• Document text:
The U.S. Department of Justice Tuesday filed documents in U.S. District Court in Illinois to buy the maximum-security prison for $165 million, the governor's office said in a release.
"This is excellent news that will create more than 1,100 jobs in northwestern Illinois and provide relief to taxpayers across the state who will no longer be forced to pay for an empty, unnecessary facility," Quinn said. "I want to thank President Obama and Senator Durbin for their strong support throughout this process. We look forward to Thomson being a fully operational facility that will drive major economic growth in the region in the near future."
The governor said more than $200 million in annual local investment will be realized once the facility is fully operational.
"After facing a political standoff in the House of Representatives, I went directly to the president and asked him to take this action, Durbin, D-Ill., said. "The president knows the Quad Cities and the critical need for good-paying jobs in this part of the state. I want to thank ... [village President Jerry] Hebeler and the people of Thomson. This was his idea and they've patiently waited for over a decade for this day to come."
The 146-acre, 1,600-bed Thomson facility, located just outside the village of 600 people, was built by Illinois in 2001 to house the most severe criminal offenders, but the bulk of the prison was never occupied and remains vacant. It is enclosed by a 12-foot exterior fence and a 15-foot dual-sided electric stun interior fence.
It once was considered a possible location to house terror suspects now held at the U.S. prison at Guantanamo Bay, Cuba, but that is no longer an option.

Stored items:
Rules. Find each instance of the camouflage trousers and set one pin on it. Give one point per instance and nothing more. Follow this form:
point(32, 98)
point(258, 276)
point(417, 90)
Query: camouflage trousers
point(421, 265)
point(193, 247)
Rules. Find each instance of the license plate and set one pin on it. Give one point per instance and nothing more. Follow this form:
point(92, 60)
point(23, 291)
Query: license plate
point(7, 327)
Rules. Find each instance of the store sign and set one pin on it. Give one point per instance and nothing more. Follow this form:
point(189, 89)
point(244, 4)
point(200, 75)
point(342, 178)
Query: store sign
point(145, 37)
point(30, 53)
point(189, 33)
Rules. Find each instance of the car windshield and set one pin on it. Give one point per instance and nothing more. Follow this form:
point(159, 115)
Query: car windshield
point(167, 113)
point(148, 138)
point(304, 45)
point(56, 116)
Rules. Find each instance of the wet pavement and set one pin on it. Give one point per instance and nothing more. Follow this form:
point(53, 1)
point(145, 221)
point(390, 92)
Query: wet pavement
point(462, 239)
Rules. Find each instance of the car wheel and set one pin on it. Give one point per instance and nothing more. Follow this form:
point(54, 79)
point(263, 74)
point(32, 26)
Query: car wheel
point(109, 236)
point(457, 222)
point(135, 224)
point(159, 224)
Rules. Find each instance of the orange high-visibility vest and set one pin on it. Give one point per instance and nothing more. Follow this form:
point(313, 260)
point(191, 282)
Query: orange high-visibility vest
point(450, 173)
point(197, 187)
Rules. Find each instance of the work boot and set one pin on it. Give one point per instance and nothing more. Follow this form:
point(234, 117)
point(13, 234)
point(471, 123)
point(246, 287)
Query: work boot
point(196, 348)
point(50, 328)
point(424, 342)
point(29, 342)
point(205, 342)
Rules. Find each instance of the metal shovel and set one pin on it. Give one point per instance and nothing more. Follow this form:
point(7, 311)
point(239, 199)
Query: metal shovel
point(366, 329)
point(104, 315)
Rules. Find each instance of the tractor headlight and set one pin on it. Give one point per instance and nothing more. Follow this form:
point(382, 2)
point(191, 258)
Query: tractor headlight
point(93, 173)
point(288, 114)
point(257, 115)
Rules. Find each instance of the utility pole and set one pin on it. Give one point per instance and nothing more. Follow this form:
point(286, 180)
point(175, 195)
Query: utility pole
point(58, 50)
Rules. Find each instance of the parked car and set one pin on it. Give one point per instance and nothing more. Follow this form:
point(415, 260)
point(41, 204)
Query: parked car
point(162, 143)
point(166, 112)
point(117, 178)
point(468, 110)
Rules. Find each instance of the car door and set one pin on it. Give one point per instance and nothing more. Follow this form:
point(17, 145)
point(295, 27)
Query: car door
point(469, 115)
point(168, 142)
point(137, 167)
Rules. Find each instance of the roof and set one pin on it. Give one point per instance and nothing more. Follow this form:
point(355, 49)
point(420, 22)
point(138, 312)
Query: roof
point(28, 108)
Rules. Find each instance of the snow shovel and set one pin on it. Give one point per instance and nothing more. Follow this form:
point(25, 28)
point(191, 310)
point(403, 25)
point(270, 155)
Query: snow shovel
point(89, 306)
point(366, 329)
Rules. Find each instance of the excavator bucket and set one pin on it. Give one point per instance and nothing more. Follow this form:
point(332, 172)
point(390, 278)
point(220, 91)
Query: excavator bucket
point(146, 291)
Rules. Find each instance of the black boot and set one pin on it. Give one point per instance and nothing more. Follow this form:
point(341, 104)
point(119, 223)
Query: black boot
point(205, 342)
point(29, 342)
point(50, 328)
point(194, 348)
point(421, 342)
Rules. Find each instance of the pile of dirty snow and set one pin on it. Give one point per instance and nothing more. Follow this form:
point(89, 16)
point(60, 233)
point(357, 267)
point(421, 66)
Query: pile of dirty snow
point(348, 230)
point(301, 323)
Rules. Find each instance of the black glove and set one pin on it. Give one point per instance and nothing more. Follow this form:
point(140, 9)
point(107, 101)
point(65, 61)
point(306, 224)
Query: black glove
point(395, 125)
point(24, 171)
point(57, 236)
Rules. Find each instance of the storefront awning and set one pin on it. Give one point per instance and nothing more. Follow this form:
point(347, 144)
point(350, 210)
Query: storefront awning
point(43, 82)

• Problem statement:
From the Thomson prison article above, extract the passage between "It once was" and "longer an option.", inclusive.

• Answer space:
It once was considered a possible location to house terror suspects now held at the U.S. prison at Guantanamo Bay, Cuba, but that is no longer an option.